• _Problem to work on_:
Beginning at the line that contains "Annotation task — locate each instance of the electric", reproduce every line to the end of the material without changing any of them.

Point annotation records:
★ ★ ★ ★ ★ ★ ★

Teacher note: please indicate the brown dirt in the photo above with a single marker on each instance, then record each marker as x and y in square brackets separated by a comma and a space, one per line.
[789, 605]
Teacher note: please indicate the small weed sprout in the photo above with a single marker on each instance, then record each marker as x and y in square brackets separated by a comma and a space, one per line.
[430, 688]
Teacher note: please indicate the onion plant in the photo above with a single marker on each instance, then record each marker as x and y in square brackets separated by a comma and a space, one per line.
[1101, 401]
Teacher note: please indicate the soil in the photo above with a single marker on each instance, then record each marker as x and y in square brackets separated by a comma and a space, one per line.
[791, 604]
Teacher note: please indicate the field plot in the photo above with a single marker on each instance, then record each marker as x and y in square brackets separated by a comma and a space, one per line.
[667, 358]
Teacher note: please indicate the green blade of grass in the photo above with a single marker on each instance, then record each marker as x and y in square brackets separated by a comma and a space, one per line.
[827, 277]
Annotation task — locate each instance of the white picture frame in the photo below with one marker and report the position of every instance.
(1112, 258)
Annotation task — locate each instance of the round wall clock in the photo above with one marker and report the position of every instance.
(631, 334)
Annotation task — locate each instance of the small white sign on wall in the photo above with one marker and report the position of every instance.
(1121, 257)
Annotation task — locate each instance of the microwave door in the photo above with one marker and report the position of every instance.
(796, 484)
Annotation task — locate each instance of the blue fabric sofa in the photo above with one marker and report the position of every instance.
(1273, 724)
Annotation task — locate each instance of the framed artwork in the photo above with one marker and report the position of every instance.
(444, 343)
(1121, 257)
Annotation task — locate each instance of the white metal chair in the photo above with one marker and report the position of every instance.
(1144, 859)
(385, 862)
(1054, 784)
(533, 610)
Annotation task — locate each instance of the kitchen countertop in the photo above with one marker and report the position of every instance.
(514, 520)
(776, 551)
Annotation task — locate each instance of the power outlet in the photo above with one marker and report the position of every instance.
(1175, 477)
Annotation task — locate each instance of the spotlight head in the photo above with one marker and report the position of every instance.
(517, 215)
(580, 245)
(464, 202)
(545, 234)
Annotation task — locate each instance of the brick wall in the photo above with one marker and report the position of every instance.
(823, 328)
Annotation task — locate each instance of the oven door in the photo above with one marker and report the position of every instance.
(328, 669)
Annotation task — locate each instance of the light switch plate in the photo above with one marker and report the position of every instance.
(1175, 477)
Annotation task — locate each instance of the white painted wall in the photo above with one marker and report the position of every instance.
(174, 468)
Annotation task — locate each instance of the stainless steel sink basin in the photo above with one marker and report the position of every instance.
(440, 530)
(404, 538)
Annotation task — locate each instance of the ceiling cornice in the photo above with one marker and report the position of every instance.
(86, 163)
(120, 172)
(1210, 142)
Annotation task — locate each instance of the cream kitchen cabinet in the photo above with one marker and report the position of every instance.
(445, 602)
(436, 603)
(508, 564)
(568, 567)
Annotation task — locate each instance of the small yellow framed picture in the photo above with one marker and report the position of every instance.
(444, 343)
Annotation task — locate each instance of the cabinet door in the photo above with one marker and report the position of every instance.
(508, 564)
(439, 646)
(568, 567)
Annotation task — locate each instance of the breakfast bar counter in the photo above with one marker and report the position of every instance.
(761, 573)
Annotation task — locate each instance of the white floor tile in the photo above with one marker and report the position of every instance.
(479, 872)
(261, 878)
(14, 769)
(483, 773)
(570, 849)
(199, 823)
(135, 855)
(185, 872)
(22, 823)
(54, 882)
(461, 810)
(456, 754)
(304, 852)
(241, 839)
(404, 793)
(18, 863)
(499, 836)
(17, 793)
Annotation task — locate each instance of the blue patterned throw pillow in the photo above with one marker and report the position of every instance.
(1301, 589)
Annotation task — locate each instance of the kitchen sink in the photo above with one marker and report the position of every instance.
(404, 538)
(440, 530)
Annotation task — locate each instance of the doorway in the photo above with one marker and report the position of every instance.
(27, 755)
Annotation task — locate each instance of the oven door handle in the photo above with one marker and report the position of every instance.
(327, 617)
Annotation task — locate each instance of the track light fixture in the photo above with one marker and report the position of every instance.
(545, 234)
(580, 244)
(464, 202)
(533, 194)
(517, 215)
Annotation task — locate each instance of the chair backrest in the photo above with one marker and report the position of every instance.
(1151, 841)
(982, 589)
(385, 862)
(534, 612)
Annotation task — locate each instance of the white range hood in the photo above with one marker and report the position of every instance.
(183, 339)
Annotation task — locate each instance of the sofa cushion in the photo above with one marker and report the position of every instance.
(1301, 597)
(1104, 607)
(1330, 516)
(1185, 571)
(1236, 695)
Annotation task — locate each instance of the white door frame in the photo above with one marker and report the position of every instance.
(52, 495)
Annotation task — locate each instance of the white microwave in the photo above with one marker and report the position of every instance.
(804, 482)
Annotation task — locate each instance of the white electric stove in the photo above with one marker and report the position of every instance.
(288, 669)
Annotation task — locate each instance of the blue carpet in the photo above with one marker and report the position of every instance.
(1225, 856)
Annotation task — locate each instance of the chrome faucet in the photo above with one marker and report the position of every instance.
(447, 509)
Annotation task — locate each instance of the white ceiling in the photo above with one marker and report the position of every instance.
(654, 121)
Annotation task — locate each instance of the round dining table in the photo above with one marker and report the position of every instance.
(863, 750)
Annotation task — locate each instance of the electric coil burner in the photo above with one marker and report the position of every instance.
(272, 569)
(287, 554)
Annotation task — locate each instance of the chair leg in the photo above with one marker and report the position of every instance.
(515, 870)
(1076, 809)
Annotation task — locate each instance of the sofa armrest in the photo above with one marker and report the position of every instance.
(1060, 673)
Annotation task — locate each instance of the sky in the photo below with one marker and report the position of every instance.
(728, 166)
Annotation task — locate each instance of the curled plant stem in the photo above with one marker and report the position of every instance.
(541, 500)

★ ★ ★ ★ ★ ★ ★

• _Response to the exercise_:
Annotation task — locate each instance of the electric coil burner in the photo above with one marker and report the position of every instance.
(272, 569)
(287, 554)
Annotation task — locate each instance of the chair leg in the photo above with one marker and report the position of every instance.
(515, 870)
(1076, 809)
Annotation task — locate each instance of the sofa armrest in the photo above with one marker and report the position of every instance.
(1060, 673)
Annotation task — locate each instance of the sky in the photo below with one marker and report the position of every instance.
(728, 166)
Annotation task — locate each instance of the curled plant stem in the photo above with one marker and report the position of every instance.
(541, 500)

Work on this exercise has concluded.